▸ **What you will do**
Extract each line of the records that contains the string "pink" and treat uppercase and lowercase letters as different.

^^^^^^^^^^^^^^^^

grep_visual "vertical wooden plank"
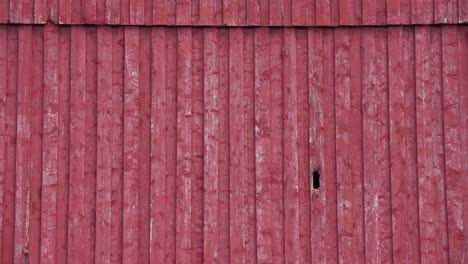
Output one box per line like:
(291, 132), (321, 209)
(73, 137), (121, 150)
(1, 27), (18, 263)
(229, 27), (256, 263)
(59, 0), (72, 24)
(68, 26), (87, 262)
(153, 0), (167, 25)
(387, 0), (411, 25)
(203, 28), (221, 262)
(218, 28), (230, 263)
(315, 0), (339, 26)
(164, 1), (177, 25)
(296, 29), (310, 263)
(191, 28), (205, 263)
(200, 0), (218, 26)
(0, 0), (8, 24)
(129, 0), (145, 25)
(123, 27), (140, 263)
(83, 0), (97, 24)
(411, 0), (434, 24)
(33, 0), (49, 24)
(96, 0), (107, 25)
(283, 28), (301, 263)
(104, 0), (120, 25)
(14, 26), (32, 263)
(334, 28), (369, 263)
(308, 29), (338, 263)
(121, 0), (131, 25)
(291, 0), (311, 26)
(458, 0), (468, 23)
(21, 0), (34, 21)
(8, 0), (23, 21)
(138, 27), (151, 263)
(95, 27), (114, 263)
(269, 0), (284, 26)
(305, 0), (317, 26)
(254, 28), (273, 263)
(29, 27), (44, 264)
(145, 0), (153, 25)
(39, 25), (59, 263)
(110, 28), (125, 263)
(415, 27), (448, 263)
(68, 27), (87, 262)
(243, 29), (257, 261)
(165, 30), (177, 263)
(230, 28), (246, 263)
(82, 27), (97, 262)
(362, 0), (391, 25)
(138, 27), (151, 263)
(361, 29), (392, 262)
(457, 27), (468, 259)
(268, 29), (284, 263)
(223, 0), (240, 26)
(308, 29), (338, 263)
(55, 28), (70, 263)
(433, 0), (463, 24)
(246, 0), (261, 26)
(190, 0), (200, 26)
(281, 0), (293, 26)
(176, 28), (192, 263)
(176, 0), (192, 26)
(0, 26), (8, 260)
(339, 0), (364, 26)
(150, 28), (166, 264)
(388, 27), (419, 263)
(442, 26), (467, 263)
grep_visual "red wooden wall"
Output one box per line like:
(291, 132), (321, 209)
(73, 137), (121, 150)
(0, 0), (468, 26)
(0, 24), (468, 263)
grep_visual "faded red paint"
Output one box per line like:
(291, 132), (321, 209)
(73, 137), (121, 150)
(0, 0), (468, 26)
(0, 25), (468, 263)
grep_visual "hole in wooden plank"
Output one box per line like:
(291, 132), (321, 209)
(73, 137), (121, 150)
(312, 170), (320, 191)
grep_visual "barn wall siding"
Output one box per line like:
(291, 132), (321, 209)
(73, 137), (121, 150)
(0, 24), (468, 263)
(0, 0), (468, 26)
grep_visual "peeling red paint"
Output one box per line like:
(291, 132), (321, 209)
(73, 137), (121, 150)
(0, 23), (468, 263)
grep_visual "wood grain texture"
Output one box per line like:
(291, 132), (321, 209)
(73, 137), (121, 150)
(307, 29), (339, 263)
(335, 29), (365, 263)
(0, 26), (468, 263)
(361, 28), (392, 262)
(0, 0), (468, 26)
(415, 28), (449, 263)
(442, 26), (467, 263)
(388, 27), (420, 262)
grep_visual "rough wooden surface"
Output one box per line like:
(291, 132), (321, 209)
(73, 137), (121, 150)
(0, 24), (468, 263)
(0, 0), (468, 26)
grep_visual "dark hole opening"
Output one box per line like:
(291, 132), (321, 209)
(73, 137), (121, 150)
(312, 170), (320, 190)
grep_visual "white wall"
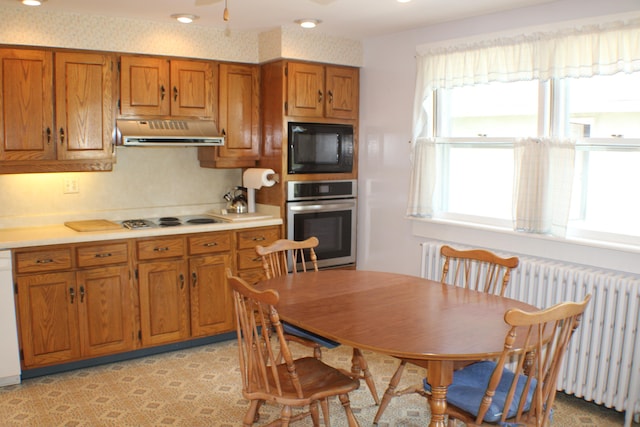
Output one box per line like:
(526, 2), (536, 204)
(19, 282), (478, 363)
(358, 0), (640, 275)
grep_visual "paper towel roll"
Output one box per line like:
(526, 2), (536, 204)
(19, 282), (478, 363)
(242, 168), (276, 189)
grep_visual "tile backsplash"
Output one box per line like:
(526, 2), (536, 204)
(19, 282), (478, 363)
(0, 147), (242, 228)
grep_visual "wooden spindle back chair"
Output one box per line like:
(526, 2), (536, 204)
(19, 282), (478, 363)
(256, 237), (319, 279)
(256, 236), (380, 410)
(227, 270), (360, 427)
(373, 245), (519, 424)
(432, 295), (591, 427)
(440, 245), (519, 296)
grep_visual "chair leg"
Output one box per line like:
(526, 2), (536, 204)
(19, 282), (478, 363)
(309, 401), (320, 427)
(320, 397), (331, 427)
(373, 360), (407, 424)
(338, 394), (360, 427)
(242, 400), (262, 427)
(351, 348), (380, 405)
(280, 405), (291, 427)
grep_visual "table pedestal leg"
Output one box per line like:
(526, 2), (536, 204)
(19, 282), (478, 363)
(429, 386), (447, 427)
(427, 360), (453, 427)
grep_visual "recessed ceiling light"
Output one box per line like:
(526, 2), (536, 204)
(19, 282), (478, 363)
(171, 13), (199, 24)
(20, 0), (47, 6)
(294, 19), (322, 28)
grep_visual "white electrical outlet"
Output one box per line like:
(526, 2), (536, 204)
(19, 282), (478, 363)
(62, 177), (80, 194)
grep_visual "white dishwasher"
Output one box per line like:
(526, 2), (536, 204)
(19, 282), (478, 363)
(0, 251), (20, 386)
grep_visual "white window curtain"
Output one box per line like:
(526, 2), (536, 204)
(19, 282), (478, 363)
(513, 138), (576, 236)
(407, 137), (437, 218)
(407, 17), (640, 234)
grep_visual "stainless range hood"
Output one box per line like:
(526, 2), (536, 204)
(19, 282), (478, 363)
(117, 119), (224, 147)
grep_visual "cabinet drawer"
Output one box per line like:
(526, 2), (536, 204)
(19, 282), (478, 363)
(16, 248), (71, 274)
(238, 227), (280, 254)
(188, 232), (231, 255)
(137, 238), (184, 260)
(236, 248), (262, 270)
(76, 242), (129, 267)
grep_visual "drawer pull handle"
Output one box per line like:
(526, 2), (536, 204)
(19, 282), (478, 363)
(95, 252), (113, 258)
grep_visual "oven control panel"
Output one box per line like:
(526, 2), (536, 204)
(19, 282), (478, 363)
(287, 179), (357, 201)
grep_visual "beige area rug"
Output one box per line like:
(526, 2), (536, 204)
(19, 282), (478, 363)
(0, 341), (624, 427)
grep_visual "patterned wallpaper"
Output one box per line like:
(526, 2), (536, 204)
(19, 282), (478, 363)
(0, 5), (363, 66)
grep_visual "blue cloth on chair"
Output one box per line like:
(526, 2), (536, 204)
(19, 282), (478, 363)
(282, 322), (340, 348)
(423, 361), (537, 425)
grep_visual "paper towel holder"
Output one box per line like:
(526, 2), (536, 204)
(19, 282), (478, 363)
(242, 168), (280, 213)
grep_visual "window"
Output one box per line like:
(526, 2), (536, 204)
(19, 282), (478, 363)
(436, 80), (539, 138)
(434, 72), (640, 242)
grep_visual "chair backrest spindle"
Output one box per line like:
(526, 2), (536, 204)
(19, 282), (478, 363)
(256, 237), (319, 279)
(440, 245), (519, 296)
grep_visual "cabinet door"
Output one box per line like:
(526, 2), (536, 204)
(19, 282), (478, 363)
(170, 60), (215, 119)
(189, 255), (234, 337)
(55, 53), (115, 160)
(76, 266), (135, 356)
(0, 49), (55, 160)
(17, 272), (80, 368)
(213, 64), (260, 167)
(325, 67), (360, 120)
(120, 56), (171, 116)
(287, 62), (325, 117)
(138, 261), (189, 346)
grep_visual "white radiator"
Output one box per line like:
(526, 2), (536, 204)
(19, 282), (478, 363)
(421, 241), (640, 427)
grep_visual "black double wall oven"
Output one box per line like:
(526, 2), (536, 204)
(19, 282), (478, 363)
(287, 122), (357, 268)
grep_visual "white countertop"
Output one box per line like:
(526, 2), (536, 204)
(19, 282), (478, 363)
(0, 217), (282, 250)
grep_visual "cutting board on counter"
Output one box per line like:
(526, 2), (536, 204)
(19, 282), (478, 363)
(207, 212), (273, 222)
(64, 219), (122, 231)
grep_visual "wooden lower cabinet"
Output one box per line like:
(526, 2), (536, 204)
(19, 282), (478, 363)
(17, 272), (80, 367)
(16, 248), (135, 368)
(138, 260), (189, 347)
(14, 226), (281, 369)
(189, 255), (234, 337)
(138, 231), (234, 347)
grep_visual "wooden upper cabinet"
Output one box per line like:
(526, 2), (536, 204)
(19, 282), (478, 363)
(171, 60), (215, 119)
(286, 62), (359, 120)
(120, 56), (171, 116)
(0, 49), (56, 160)
(55, 53), (115, 160)
(198, 64), (260, 168)
(325, 66), (360, 120)
(287, 62), (325, 117)
(120, 56), (215, 119)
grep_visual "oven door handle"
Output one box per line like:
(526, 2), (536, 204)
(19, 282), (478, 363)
(289, 203), (355, 212)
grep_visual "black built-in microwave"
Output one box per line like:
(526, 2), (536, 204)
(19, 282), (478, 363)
(287, 122), (353, 174)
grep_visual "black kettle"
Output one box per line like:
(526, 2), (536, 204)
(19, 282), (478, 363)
(224, 187), (249, 213)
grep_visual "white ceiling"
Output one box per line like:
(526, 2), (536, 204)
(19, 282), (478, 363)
(7, 0), (554, 40)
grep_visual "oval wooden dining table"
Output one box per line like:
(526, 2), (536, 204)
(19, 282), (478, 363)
(256, 269), (537, 427)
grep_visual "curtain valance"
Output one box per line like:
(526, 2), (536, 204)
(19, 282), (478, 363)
(418, 18), (640, 90)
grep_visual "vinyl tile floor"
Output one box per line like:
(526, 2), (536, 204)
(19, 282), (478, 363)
(0, 340), (637, 427)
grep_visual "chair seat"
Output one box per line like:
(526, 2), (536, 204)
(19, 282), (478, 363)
(282, 322), (340, 348)
(249, 357), (360, 401)
(423, 361), (536, 423)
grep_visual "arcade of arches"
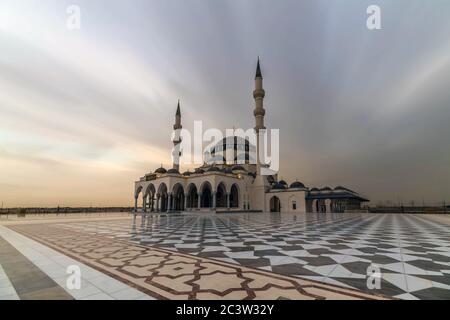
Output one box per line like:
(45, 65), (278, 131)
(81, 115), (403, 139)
(135, 182), (239, 212)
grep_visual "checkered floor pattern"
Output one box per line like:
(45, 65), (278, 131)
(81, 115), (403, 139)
(57, 213), (450, 299)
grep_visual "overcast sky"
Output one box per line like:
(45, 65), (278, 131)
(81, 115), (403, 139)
(0, 0), (450, 207)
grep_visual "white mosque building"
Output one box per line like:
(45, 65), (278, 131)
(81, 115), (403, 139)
(134, 59), (369, 213)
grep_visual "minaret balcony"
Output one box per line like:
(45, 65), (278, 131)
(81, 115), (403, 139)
(253, 89), (266, 99)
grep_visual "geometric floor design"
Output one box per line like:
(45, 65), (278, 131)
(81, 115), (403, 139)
(45, 213), (450, 299)
(5, 218), (385, 300)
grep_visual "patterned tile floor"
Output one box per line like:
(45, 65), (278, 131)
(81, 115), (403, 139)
(44, 214), (450, 299)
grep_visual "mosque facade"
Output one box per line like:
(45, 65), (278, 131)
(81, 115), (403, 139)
(134, 59), (369, 213)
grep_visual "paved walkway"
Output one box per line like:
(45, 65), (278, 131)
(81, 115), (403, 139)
(0, 217), (383, 299)
(0, 214), (450, 299)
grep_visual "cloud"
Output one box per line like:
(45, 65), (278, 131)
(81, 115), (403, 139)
(0, 0), (450, 205)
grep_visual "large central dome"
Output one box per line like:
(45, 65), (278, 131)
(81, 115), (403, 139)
(205, 136), (256, 164)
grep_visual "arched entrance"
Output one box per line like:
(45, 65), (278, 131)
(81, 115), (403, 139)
(134, 186), (144, 212)
(158, 183), (168, 212)
(230, 184), (239, 208)
(186, 183), (198, 209)
(216, 182), (227, 208)
(270, 196), (281, 212)
(200, 182), (212, 208)
(145, 184), (156, 211)
(172, 183), (184, 211)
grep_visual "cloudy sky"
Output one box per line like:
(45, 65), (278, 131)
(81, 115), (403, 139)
(0, 0), (450, 207)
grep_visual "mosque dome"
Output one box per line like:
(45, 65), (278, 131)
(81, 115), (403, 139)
(155, 167), (167, 173)
(222, 168), (233, 174)
(205, 136), (256, 164)
(289, 181), (305, 189)
(207, 166), (220, 172)
(231, 165), (245, 171)
(272, 182), (286, 190)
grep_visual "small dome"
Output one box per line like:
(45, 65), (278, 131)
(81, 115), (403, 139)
(222, 168), (233, 173)
(289, 181), (305, 189)
(207, 166), (220, 172)
(272, 182), (286, 190)
(155, 167), (167, 173)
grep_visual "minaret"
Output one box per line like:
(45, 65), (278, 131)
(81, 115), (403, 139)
(250, 57), (270, 212)
(172, 100), (183, 170)
(253, 57), (266, 134)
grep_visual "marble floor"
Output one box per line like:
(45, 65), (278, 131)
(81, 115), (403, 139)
(0, 213), (450, 299)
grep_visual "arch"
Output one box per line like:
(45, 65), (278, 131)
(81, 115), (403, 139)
(216, 182), (227, 208)
(230, 183), (239, 208)
(134, 186), (143, 199)
(270, 196), (281, 212)
(312, 199), (319, 213)
(186, 183), (198, 209)
(158, 182), (168, 212)
(288, 195), (300, 211)
(200, 181), (213, 208)
(144, 183), (156, 211)
(325, 199), (333, 212)
(171, 183), (185, 211)
(145, 183), (156, 195)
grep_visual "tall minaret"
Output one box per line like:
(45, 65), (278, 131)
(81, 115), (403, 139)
(253, 57), (266, 134)
(172, 100), (183, 170)
(249, 57), (270, 212)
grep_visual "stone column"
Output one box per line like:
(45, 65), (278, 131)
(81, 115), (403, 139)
(167, 193), (173, 211)
(156, 193), (161, 212)
(142, 195), (147, 212)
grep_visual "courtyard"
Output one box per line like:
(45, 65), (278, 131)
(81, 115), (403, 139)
(0, 213), (450, 299)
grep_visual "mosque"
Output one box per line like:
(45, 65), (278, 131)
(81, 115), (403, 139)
(134, 59), (369, 213)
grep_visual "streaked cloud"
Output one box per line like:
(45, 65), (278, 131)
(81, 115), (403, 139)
(0, 0), (450, 206)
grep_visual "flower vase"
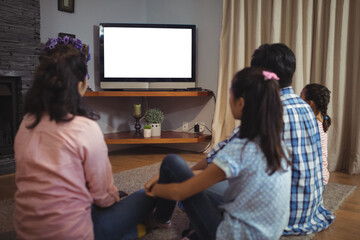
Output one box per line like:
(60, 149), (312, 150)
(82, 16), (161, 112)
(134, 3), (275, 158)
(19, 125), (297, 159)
(144, 129), (151, 138)
(150, 123), (161, 137)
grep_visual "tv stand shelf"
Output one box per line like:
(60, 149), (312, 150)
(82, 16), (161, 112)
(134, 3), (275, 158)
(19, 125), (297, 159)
(85, 90), (214, 144)
(104, 131), (211, 144)
(85, 90), (214, 97)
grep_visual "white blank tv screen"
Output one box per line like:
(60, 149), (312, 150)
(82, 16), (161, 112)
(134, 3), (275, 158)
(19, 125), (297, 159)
(103, 27), (193, 78)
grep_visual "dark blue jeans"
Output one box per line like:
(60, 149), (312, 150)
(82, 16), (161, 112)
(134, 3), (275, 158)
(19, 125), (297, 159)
(155, 154), (222, 240)
(91, 190), (155, 240)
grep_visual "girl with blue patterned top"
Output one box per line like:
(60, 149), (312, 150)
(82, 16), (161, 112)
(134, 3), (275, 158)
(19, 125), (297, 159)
(145, 67), (291, 240)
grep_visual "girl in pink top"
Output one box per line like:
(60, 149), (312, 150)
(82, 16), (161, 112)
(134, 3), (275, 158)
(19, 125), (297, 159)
(14, 37), (155, 240)
(300, 83), (331, 184)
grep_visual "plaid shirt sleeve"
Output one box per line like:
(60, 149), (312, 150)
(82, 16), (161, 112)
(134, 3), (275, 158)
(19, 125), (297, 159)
(281, 87), (335, 235)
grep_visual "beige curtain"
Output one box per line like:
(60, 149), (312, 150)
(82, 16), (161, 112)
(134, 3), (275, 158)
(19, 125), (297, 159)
(212, 0), (360, 173)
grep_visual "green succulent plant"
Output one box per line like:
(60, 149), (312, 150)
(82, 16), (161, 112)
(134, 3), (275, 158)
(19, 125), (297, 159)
(144, 108), (164, 123)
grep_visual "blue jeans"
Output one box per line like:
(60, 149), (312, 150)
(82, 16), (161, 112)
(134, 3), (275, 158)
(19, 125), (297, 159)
(91, 190), (155, 240)
(155, 154), (222, 240)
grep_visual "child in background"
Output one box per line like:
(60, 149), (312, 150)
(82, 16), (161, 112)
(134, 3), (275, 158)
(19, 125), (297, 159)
(14, 37), (155, 240)
(300, 83), (331, 185)
(145, 67), (291, 240)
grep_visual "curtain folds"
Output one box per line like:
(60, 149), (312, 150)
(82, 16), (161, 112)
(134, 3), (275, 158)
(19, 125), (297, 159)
(212, 0), (360, 173)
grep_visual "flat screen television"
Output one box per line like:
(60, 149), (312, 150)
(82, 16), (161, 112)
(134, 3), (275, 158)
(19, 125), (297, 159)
(99, 23), (196, 89)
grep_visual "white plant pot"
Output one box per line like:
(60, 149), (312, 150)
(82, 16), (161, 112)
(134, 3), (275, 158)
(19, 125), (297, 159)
(144, 129), (151, 138)
(150, 123), (161, 137)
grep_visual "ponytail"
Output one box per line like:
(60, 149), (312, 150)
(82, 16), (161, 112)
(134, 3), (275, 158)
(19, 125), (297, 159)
(323, 113), (331, 132)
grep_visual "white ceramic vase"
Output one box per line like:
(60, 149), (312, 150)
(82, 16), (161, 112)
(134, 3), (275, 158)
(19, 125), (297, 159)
(144, 129), (151, 138)
(150, 123), (161, 137)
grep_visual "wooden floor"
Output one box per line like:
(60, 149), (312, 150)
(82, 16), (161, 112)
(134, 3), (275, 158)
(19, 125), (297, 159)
(0, 148), (360, 240)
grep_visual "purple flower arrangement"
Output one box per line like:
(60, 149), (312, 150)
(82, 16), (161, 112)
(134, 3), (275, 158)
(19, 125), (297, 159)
(44, 36), (83, 51)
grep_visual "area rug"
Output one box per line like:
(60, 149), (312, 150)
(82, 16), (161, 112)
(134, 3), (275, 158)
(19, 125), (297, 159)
(0, 163), (356, 240)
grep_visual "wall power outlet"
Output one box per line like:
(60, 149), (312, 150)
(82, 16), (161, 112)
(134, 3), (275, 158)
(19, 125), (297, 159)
(195, 122), (205, 133)
(183, 122), (189, 132)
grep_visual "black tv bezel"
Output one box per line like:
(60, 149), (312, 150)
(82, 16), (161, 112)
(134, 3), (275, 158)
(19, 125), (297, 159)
(99, 23), (196, 83)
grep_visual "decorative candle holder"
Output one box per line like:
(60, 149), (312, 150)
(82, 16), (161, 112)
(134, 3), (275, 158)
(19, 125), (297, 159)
(133, 115), (142, 136)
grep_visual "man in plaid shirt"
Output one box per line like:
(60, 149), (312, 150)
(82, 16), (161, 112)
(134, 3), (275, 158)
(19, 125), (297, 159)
(251, 44), (335, 235)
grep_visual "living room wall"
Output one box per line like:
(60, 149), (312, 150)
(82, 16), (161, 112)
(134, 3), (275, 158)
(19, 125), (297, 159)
(40, 0), (222, 151)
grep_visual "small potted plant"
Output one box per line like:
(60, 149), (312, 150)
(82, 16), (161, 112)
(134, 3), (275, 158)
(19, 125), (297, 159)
(144, 108), (164, 137)
(144, 124), (151, 138)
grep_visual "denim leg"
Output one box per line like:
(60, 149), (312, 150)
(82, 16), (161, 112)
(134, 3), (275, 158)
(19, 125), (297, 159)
(91, 190), (155, 240)
(157, 154), (222, 240)
(150, 154), (194, 223)
(205, 180), (229, 206)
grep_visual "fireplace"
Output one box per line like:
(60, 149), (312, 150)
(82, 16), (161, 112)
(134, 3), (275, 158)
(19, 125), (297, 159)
(0, 77), (22, 172)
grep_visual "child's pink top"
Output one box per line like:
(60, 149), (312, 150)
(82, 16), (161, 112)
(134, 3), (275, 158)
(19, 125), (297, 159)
(14, 115), (118, 240)
(316, 120), (330, 185)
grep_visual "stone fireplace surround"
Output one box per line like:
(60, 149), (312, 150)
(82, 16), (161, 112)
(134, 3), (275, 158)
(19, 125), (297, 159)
(0, 0), (40, 175)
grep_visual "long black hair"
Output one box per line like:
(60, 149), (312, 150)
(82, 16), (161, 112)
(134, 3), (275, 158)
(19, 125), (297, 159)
(24, 39), (99, 129)
(251, 43), (296, 88)
(304, 83), (331, 132)
(231, 67), (289, 175)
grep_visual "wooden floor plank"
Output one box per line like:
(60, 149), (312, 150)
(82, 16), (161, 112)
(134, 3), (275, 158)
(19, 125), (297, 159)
(0, 147), (360, 240)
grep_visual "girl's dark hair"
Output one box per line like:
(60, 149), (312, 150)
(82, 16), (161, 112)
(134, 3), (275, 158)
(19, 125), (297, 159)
(231, 67), (289, 175)
(304, 83), (331, 132)
(251, 43), (296, 88)
(24, 44), (100, 129)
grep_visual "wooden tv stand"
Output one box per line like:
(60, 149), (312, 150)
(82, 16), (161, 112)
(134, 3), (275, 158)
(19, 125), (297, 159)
(85, 90), (214, 144)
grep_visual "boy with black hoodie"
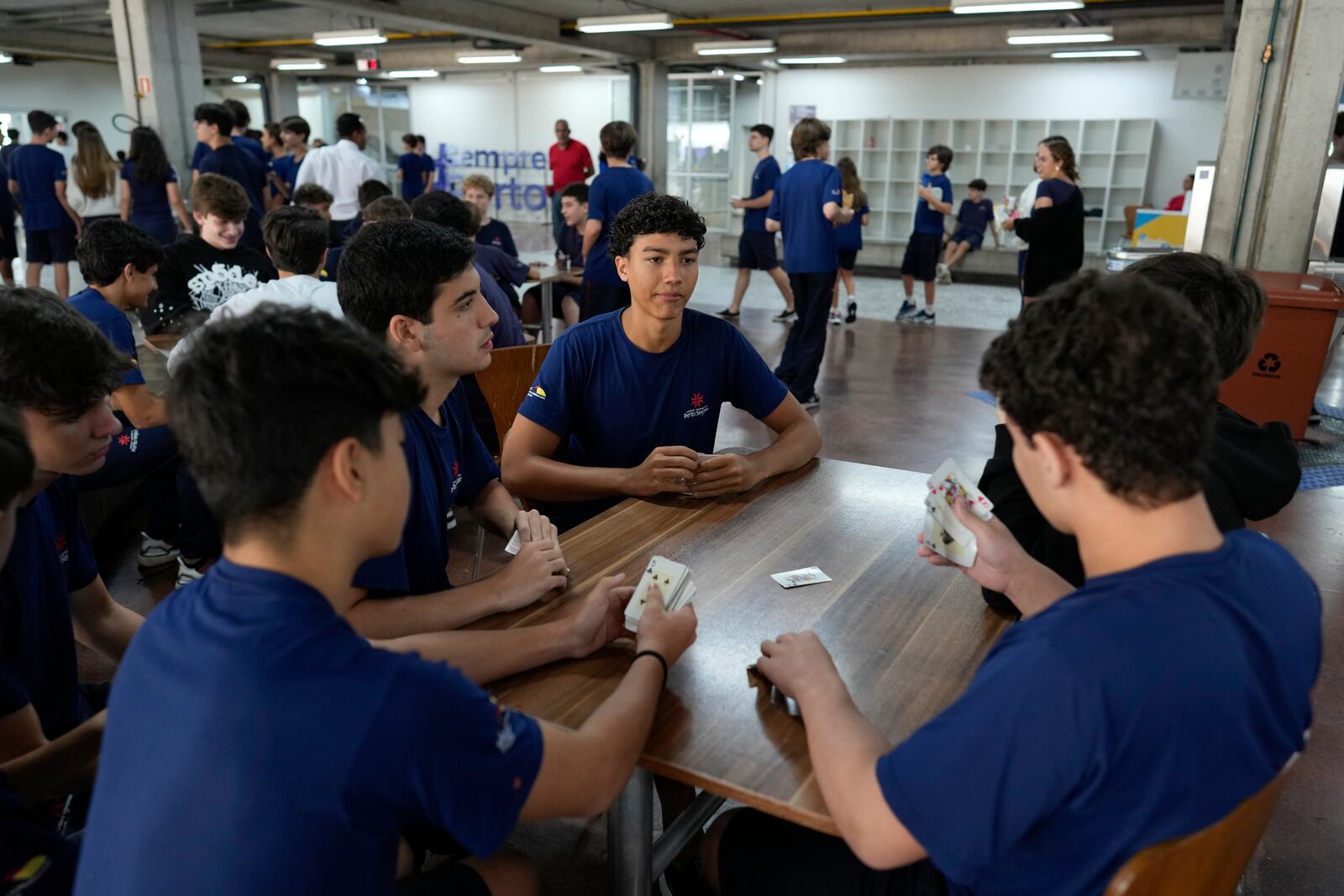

^^^^^^^^^^^^^^^^

▸ **Answer to this problem**
grep_visual "girl in pink top"
grep_visual "child's pink top"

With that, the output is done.